◆ **What you need to do**:
Could you please count how many lines in the data below hold the string "format"? Reply with only the number.
———
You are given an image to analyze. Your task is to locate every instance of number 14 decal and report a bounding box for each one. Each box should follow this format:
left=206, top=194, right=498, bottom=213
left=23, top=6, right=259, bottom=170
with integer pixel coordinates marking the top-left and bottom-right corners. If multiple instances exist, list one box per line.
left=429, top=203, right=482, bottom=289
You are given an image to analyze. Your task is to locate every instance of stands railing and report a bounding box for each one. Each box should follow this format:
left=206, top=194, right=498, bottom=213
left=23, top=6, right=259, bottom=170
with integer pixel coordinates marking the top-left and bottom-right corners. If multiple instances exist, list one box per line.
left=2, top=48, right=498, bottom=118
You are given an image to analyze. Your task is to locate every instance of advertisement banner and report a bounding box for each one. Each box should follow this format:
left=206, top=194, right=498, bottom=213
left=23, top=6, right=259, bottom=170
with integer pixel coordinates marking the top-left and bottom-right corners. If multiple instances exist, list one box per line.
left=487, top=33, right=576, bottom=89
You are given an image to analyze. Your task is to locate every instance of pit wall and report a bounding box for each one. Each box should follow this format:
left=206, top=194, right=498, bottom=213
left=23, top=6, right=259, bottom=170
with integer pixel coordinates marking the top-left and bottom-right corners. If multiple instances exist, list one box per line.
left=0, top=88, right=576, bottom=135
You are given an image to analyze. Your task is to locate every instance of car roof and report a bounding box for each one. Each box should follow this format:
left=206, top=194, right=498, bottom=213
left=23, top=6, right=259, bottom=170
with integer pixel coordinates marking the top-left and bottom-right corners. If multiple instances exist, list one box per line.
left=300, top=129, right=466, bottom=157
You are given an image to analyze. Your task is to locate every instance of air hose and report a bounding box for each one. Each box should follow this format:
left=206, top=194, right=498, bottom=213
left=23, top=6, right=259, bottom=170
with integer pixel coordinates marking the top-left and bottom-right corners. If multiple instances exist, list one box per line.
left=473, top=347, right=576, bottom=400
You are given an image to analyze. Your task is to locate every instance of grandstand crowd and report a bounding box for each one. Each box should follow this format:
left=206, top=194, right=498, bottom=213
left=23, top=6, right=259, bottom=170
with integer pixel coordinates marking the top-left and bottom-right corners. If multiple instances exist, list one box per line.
———
◆ **Exercise result**:
7